TO DO: In every one of the records below, switch "table" to "chair" and give the lines again with all else unchanged.

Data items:
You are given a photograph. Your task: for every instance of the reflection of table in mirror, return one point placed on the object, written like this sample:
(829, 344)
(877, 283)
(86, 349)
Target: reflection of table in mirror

EXPECTED OUTPUT:
You are given a photograph. Your task: for every instance of the reflection of chair in mirror, return one point placed on the object, written like this sample:
(829, 344)
(877, 283)
(86, 349)
Target: reflection of chair in mirror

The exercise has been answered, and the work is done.